[BEGIN THE DATA]

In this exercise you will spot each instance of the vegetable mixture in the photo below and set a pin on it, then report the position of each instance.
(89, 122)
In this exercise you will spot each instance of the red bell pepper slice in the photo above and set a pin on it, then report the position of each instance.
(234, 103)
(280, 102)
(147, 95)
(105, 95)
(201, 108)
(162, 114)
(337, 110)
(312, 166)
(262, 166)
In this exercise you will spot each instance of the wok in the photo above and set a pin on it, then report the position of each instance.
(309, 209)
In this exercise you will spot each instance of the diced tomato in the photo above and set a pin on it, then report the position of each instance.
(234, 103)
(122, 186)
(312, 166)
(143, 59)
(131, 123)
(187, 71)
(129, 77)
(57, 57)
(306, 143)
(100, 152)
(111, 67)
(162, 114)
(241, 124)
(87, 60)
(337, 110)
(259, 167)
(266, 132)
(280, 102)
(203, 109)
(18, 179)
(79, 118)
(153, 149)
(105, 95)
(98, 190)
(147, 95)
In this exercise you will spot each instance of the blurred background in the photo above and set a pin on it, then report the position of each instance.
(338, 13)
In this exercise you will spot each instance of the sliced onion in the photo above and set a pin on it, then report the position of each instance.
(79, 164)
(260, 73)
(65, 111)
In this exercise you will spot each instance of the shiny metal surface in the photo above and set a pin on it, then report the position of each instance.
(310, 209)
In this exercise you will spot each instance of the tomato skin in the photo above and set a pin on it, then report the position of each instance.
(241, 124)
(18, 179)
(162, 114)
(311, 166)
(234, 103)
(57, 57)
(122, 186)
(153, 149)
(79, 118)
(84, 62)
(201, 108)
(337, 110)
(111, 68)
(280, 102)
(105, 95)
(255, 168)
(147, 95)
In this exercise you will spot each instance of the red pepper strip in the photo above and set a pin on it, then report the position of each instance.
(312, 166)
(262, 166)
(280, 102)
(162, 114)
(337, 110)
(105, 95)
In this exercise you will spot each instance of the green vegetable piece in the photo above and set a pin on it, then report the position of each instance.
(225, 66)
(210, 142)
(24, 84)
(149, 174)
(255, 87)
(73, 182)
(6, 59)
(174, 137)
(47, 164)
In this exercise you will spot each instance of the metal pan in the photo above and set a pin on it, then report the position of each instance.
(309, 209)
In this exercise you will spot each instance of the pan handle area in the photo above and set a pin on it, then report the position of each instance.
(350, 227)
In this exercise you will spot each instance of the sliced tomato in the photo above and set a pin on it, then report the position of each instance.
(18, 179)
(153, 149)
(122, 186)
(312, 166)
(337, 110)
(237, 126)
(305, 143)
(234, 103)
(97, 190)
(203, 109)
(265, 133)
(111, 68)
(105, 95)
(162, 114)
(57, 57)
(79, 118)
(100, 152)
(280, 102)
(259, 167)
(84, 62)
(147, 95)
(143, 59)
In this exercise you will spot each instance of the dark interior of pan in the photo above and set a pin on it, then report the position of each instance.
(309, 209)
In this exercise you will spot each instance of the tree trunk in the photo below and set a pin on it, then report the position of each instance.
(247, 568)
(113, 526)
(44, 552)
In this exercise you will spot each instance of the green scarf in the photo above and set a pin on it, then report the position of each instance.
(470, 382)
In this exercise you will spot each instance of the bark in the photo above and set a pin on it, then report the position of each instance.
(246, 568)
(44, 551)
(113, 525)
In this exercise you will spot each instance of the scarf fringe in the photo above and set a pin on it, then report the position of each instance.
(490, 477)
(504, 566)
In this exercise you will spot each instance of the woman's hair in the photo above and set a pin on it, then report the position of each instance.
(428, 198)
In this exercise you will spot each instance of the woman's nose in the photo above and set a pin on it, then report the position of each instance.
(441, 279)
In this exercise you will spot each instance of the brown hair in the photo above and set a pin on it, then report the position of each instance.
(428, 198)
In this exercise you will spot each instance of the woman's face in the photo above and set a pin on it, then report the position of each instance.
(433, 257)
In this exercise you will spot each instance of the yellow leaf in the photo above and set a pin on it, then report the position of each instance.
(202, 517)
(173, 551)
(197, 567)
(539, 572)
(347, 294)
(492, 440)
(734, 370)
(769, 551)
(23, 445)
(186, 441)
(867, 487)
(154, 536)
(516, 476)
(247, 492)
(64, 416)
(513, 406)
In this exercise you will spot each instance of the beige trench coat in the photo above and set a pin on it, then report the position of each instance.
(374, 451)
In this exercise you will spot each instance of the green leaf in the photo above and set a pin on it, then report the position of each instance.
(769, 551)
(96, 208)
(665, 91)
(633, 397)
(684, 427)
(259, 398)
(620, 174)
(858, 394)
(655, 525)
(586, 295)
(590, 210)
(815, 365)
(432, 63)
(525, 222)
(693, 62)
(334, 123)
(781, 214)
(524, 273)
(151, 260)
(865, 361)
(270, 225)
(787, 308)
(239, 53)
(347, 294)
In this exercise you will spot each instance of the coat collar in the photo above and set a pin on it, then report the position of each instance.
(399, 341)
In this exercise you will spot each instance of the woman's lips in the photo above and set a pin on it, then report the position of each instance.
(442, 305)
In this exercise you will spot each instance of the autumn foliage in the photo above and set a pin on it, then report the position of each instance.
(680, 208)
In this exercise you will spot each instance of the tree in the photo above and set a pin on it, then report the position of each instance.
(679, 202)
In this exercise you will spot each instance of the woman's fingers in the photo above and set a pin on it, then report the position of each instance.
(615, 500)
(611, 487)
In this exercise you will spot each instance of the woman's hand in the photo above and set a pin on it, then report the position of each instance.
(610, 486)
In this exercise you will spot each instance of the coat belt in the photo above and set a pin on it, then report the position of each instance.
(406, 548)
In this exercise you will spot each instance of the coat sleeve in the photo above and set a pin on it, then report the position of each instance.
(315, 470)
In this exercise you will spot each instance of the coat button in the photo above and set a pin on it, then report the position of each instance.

[END THE DATA]

- [WHAT IS EXPECTED]: Can you rewrite every one of the lines above, swapping "set a pin" for "place a marker" wherever it occurs and leaving everything else untouched?

- [OUTPUT BELOW]:
In this exercise you will spot each instance of the vegetable mixture in the photo below and place a marker on it, then report the position of each instance.
(89, 122)
In this exercise you will spot each instance of the red bell pepper slice in the photo above and place a marker on it, then report the position of each instance.
(234, 103)
(280, 102)
(147, 95)
(105, 95)
(201, 108)
(162, 114)
(337, 110)
(312, 166)
(262, 166)
In this exercise you will spot each instance of the wok in the photo above and place a marker on it, then report the position of each instance.
(309, 209)
In this exercise you will spot each instance of the diced tomato in the photo above and place a marker on it, then report the position of each instance.
(234, 103)
(122, 186)
(312, 166)
(143, 59)
(131, 123)
(187, 71)
(129, 77)
(57, 57)
(306, 143)
(100, 152)
(111, 67)
(162, 114)
(241, 124)
(87, 60)
(337, 110)
(259, 167)
(266, 132)
(280, 102)
(203, 109)
(18, 179)
(79, 118)
(153, 149)
(105, 95)
(98, 190)
(147, 95)
In this exercise you will spot each instance of the blurred background in the photo above and place a marker on it, then report the position of each instance.
(338, 13)
In this exercise you will spot each instance of the sliced onion in the photo above and place a marker on it, then report the position of each instance.
(79, 164)
(260, 73)
(65, 111)
In this exercise you will spot each instance of the shiny metal surface in the photo above and place a marker on it, then report the position of each instance.
(310, 209)
In this exercise you will spot each instance of the tomato skin in the photo above and place a marker on it, then report the position of each instance.
(241, 124)
(18, 179)
(162, 114)
(311, 166)
(234, 103)
(57, 57)
(122, 186)
(153, 149)
(79, 118)
(84, 62)
(201, 108)
(337, 110)
(111, 68)
(280, 102)
(105, 95)
(255, 168)
(147, 95)
In this exercise you will spot each instance of the red pepper strip in the photo above and place a marker on it, then report the position of each instance.
(312, 166)
(262, 166)
(280, 102)
(162, 114)
(337, 110)
(105, 95)
In this exercise you will spot each instance of the green vegetable piece in the photo above and place a marker on it, then report the position of each instance.
(225, 66)
(210, 142)
(24, 84)
(149, 174)
(255, 87)
(73, 182)
(6, 59)
(174, 137)
(47, 164)
In this exercise you will spot each instance of the metal pan in the photo above and place a marker on it, then report the position of each instance.
(309, 209)
In this exercise you will spot each instance of the pan handle area in the photo above and place a marker on it, then report the position of each instance.
(350, 227)
In this exercise you will spot each instance of the sliced tomato in the photo above and place a marker on it, then report the position of each instance.
(18, 179)
(153, 149)
(122, 186)
(312, 166)
(337, 110)
(237, 126)
(305, 143)
(234, 103)
(97, 190)
(203, 109)
(265, 133)
(111, 68)
(105, 95)
(162, 114)
(57, 57)
(79, 118)
(100, 152)
(280, 102)
(259, 167)
(84, 62)
(147, 95)
(143, 59)
In this exercise you will spot each instance of the dark interior of pan in the photo above and place a marker on it, then report the position of each instance.
(309, 209)
In this exercise you will spot each instance of the tree trunk in the photo below and place a marker on it, then report the position of each instance.
(247, 568)
(113, 526)
(44, 552)
In this exercise you will spot each instance of the green scarf in the photo above and place a marker on it, then report the position of each instance.
(470, 382)
In this exercise you will spot each instance of the bark in the photo above and place a marker on it, then report the position of each instance.
(246, 568)
(44, 551)
(113, 525)
In this exercise you will spot each instance of the scarf fringe in the photo above and place a marker on it, then report the position of each instance.
(490, 477)
(504, 566)
In this exercise you will spot each instance of the woman's hair in the photo above and place a marker on it, then report the position of each instance.
(428, 198)
In this exercise you will spot each instance of the woman's nose in the photo above and place a marker on it, then report the position of each instance.
(441, 279)
In this exercise you will spot each instance of the brown hair in the photo above and place a marker on it, then report the position of each instance.
(428, 198)
In this exercise you will spot each instance of the woman's face in the photo above and place a marker on it, then report the position of each instance.
(433, 257)
In this exercise you will spot each instance of the yellow leaf in the photo above and place a marker on it, then report the position of each instance.
(202, 517)
(173, 551)
(197, 567)
(539, 572)
(347, 294)
(492, 440)
(734, 370)
(769, 551)
(23, 445)
(186, 441)
(867, 487)
(154, 536)
(516, 476)
(247, 492)
(64, 416)
(513, 406)
In this exercise you will spot each instance of the beige trench coat in the photo above and place a marker on it, then report the position of each instance.
(374, 451)
In this exercise you will spot each instance of the green leaf in the photo above and place a marker on it, then report the position of each instance.
(769, 551)
(96, 208)
(665, 91)
(633, 397)
(684, 427)
(259, 398)
(620, 174)
(858, 394)
(655, 525)
(586, 295)
(590, 210)
(815, 365)
(432, 63)
(525, 222)
(693, 62)
(334, 123)
(781, 214)
(524, 273)
(151, 260)
(865, 361)
(270, 225)
(787, 308)
(239, 53)
(347, 294)
In this exercise you will spot each instance of the coat collar in the photo above and place a marker on it, then report the position of each instance.
(399, 341)
In this exercise you will spot each instance of the woman's lips in the photo above and place a marker on it, then report the position of each instance.
(442, 305)
In this exercise you will spot each instance of the autumn foliage in the photo above and place a marker on it, then report the position of each instance.
(680, 208)
In this exercise you will spot each instance of the tree in the photo above and place a marker on it, then report the position of each instance.
(679, 202)
In this exercise you will spot each instance of the woman's fingers in the photo above and place a marker on it, then report the position of each instance.
(615, 500)
(611, 487)
In this exercise you will spot each instance of the woman's hand in the photo above and place a marker on it, then report the position of each instance.
(610, 486)
In this exercise you will spot each instance of the coat belt in the photo above and place a marker on it, then report the position of each instance.
(406, 548)
In this exercise you will spot each instance of the coat sleeve in the photo above and place a marker on it, then report the position of each instance.
(315, 470)
In this exercise you will spot each instance of the coat button in the photo above and place a marker on it, then report the position of each instance.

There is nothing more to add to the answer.